- [Task statement]:
State how many lines in the items below contain the string "white", treating case as significant. Give only the number.

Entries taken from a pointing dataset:
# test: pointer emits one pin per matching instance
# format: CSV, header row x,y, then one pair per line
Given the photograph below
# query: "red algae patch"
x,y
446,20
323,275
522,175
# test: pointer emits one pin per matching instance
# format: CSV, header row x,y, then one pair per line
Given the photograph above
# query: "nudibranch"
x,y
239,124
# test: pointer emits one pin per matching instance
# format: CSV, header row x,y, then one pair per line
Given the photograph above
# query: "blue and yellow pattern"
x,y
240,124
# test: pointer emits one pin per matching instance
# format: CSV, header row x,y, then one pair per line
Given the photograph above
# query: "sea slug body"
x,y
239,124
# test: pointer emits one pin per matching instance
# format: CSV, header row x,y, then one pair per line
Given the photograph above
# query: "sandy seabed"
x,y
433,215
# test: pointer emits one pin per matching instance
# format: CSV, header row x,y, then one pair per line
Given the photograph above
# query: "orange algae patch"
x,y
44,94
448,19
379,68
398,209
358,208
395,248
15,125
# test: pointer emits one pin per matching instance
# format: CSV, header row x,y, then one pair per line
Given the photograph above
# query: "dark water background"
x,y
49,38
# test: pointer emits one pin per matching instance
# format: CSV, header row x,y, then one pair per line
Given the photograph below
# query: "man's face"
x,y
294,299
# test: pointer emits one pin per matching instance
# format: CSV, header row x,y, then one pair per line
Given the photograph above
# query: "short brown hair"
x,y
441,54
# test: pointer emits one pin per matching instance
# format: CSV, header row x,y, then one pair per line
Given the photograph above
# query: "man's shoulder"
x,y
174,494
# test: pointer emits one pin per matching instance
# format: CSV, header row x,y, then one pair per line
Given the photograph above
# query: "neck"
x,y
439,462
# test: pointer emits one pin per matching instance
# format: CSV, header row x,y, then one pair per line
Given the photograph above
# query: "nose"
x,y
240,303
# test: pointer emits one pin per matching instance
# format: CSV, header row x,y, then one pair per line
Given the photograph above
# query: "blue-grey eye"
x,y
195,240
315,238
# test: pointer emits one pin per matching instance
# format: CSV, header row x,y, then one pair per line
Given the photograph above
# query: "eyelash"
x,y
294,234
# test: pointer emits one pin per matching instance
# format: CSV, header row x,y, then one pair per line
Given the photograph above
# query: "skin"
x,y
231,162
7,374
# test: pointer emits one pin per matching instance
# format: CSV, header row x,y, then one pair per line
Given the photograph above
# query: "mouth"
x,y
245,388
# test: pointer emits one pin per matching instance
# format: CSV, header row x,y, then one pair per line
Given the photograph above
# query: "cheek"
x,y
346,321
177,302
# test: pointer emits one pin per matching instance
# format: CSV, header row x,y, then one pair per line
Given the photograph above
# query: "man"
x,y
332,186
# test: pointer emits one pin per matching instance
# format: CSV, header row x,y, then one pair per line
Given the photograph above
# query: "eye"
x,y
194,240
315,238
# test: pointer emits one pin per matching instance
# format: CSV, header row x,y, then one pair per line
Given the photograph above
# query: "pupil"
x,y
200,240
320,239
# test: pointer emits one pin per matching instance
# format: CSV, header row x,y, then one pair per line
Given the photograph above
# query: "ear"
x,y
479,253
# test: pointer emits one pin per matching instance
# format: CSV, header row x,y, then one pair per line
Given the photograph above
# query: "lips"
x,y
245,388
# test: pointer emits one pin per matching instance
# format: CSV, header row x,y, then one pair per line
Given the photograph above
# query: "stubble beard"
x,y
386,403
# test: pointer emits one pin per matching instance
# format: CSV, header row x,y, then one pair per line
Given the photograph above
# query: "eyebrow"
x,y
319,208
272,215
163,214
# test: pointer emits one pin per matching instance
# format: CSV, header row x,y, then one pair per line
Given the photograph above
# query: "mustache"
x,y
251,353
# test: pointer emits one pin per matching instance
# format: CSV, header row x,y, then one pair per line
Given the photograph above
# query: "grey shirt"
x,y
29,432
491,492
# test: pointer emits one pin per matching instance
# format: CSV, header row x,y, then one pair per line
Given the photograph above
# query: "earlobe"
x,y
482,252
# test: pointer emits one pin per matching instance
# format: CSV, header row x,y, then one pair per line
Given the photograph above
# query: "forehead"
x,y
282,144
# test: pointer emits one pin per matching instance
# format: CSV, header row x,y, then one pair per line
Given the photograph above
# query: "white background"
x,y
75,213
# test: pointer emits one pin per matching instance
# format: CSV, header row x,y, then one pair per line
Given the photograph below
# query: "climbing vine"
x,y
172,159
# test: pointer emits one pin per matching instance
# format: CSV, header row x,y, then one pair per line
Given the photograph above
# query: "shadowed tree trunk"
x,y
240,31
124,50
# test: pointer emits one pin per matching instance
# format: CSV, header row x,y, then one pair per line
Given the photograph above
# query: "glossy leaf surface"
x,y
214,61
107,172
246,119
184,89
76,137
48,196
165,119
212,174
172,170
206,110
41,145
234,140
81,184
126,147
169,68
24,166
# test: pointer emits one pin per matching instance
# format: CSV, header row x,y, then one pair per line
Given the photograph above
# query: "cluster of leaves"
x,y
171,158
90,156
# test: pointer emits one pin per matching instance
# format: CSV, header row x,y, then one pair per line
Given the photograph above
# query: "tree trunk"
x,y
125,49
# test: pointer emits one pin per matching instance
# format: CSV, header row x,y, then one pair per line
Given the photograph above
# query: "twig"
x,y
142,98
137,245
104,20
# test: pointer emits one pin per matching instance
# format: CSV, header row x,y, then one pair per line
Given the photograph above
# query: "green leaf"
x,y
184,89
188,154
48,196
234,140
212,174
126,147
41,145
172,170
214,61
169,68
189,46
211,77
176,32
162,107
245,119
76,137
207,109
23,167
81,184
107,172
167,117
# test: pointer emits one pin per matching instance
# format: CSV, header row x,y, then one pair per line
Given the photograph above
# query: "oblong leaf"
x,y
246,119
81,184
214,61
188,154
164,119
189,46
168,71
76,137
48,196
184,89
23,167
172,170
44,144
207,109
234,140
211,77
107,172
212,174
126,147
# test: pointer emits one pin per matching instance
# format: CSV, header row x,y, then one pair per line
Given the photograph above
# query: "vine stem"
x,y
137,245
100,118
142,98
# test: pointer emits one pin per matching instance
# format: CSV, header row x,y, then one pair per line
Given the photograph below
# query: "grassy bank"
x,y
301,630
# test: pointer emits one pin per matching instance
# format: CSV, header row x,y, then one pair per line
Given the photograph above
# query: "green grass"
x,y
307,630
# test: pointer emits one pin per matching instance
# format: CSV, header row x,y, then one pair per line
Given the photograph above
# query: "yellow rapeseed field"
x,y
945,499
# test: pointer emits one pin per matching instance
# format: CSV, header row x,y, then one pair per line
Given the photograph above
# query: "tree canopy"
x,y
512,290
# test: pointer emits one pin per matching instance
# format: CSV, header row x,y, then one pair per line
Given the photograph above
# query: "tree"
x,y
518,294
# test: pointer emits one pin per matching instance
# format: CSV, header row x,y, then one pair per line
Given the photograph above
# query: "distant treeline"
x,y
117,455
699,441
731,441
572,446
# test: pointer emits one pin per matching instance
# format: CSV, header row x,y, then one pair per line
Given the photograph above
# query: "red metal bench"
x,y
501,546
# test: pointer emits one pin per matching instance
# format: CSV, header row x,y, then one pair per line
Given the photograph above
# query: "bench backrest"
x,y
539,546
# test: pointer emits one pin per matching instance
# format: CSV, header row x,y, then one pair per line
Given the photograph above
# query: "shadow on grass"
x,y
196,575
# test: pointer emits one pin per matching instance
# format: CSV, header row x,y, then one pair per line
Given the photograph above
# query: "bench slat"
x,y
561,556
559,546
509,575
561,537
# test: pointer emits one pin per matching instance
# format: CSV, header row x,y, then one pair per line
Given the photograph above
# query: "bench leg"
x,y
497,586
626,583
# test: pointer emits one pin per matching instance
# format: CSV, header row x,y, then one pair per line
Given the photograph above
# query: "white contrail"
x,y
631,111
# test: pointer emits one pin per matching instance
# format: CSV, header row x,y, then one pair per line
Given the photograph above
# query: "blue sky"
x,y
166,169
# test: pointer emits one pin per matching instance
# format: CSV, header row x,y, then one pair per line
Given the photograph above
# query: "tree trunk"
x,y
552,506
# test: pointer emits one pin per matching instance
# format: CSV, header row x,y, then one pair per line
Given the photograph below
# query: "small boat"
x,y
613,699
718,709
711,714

- [Output of the task]:
2